> Try it: Each line of the records that includes "white" should be found and copied.

> Records to process:
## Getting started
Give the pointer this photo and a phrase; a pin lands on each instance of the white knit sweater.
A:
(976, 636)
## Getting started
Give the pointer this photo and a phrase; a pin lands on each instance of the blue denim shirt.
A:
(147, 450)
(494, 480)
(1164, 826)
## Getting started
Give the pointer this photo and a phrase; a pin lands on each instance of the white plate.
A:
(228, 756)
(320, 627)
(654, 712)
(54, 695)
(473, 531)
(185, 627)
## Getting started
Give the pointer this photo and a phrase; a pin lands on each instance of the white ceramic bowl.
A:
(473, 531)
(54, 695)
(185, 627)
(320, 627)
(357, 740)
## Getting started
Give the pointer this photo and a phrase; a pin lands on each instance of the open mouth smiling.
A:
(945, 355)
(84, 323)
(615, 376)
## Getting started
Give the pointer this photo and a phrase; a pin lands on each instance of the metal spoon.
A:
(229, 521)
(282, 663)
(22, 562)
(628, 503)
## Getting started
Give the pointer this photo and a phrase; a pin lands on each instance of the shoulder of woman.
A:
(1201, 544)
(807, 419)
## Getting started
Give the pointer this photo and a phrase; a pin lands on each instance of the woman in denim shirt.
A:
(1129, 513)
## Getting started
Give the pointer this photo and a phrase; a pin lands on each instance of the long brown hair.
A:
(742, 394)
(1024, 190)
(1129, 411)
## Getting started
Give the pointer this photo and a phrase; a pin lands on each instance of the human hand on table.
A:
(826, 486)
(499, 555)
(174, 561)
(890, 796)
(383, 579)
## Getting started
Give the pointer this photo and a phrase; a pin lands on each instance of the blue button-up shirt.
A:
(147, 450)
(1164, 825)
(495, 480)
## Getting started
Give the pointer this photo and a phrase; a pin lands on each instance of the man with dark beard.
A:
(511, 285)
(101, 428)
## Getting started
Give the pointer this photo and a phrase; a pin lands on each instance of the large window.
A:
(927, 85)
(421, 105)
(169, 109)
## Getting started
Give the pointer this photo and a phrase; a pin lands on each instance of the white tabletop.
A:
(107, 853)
* * *
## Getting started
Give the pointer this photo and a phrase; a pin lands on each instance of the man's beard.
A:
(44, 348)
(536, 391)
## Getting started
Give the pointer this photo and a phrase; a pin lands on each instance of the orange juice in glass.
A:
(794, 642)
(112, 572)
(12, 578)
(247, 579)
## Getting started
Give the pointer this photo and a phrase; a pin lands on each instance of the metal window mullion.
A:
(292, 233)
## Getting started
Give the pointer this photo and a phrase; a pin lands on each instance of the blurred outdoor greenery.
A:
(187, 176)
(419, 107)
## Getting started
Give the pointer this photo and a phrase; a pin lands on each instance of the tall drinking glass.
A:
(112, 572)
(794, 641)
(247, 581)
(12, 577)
...
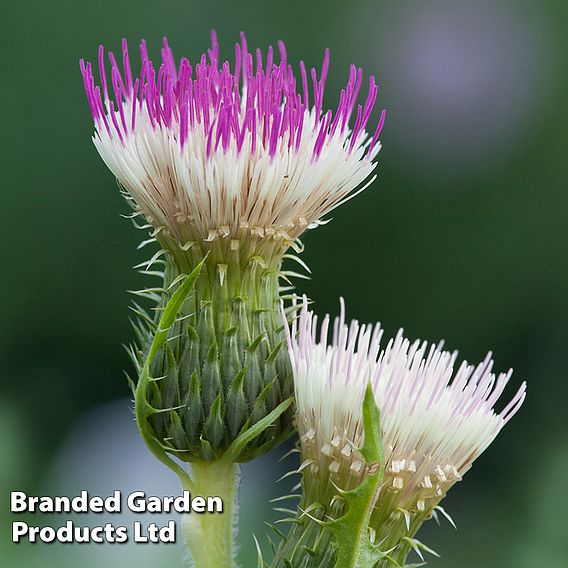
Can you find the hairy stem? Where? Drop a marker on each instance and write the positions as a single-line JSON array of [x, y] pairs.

> Solution to this problem:
Give the pointer this photo and a phrase; a pin lands on each instance of the white knit sweater.
Give the pointer this photo and a phrase; a pin lands on each instance of the white plate.
Give the pointer this photo and a phrase; a pin lands on each instance of the white ceramic bowl.
Give the pointer this photo and a phrase; a pin lands on each instance of the white tabletop.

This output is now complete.